───── SOURCE
Old server had gnupg version 1.2.6. On the new server, gnupg version 2.0.18, we imported our gpg keyring from the old server.

On our old server we have a clients public key that encrypts with ELG-E/CAST5 (shown by enabling verbose mode when encrypting files.

On our new server, the same public key uses ELG/CAST5 when encrypting files. gpg --version on the new server also only shows ELG, not ELG-E.

Is there any way to enable ELG-E on our new server? Should we ask for a newer public key from this client?

Old server gpg --version:

-bash-3.00$ gpg --version
gpg (GnuPG) 1.2.6
Copyright (C) 2004 Free Software Foundation, Inc.
This program comes with ABSOLUTELY NO WARRANTY.
This is free software, and you are welcome to redistribute it
under certain conditions. See the file COPYING for details.
──────────
───── SUPPLIED MATERIAL
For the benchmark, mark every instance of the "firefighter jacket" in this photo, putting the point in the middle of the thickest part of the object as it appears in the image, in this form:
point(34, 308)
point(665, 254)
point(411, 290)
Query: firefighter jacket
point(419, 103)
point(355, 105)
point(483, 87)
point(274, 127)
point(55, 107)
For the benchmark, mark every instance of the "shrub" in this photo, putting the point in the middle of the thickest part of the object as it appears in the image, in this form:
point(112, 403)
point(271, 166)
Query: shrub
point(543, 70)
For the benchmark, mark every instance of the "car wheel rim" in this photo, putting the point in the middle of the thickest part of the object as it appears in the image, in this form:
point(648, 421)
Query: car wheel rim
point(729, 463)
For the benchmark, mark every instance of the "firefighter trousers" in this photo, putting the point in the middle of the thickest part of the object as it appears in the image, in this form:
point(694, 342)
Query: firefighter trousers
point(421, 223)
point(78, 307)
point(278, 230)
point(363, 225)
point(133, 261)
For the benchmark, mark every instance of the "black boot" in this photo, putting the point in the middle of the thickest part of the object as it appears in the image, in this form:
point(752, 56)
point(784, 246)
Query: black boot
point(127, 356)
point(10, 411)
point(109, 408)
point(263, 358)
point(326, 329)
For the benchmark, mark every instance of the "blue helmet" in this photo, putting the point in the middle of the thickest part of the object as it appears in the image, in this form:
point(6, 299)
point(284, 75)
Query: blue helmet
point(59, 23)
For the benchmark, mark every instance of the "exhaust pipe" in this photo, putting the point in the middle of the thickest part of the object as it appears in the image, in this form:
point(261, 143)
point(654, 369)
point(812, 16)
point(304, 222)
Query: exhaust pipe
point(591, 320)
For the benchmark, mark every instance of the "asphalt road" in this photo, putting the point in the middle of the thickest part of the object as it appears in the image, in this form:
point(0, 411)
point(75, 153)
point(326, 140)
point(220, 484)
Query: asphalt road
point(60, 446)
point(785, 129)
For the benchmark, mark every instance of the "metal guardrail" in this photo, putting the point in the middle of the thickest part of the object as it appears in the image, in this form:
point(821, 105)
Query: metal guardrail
──────────
▶ [TASKS TO PERFORM]
a - Repeat the part of the GnuPG post starting with "Old server gpg" and going on through "ABSOLUTELY NO WARRANTY.".
b - Pick up the post about the GnuPG upgrade at the point where it stops, and write what comes next.

▶ [ANSWER SET]
a -
Old server gpg --version:

-bash-3.00$ gpg --version
gpg (GnuPG) 1.2.6
Copyright (C) 2004 Free Software Foundation, Inc.
This program comes with ABSOLUTELY NO WARRANTY.

b -
Home: ~/.gnupg
Supported algorithms:
Pubkey: RSA, RSA-E, RSA-S, ELG-E, DSA, ELG
Cipher: 3DES, CAST5, BLOWFISH, AES, AES192, AES256, TWOFISH
Hash: MD5, SHA1, RIPEMD160, SHA256
Compression: Uncompressed, ZIP, ZLIB, BZIP2

New server gpg --version:

-bash-4.1$ gpg --version
gpg (GnuPG) 2.0.18
libgcrypt 1.4.5
Copyright (C) 2011 Free Software Foundation, Inc.
License GPLv3+: GNU GPL version 3 or later <http://gnu.org/licenses/gpl.html>
This is free software: you are free to change and redistribute it.
There is NO WARRANTY, to the extent permitted by law.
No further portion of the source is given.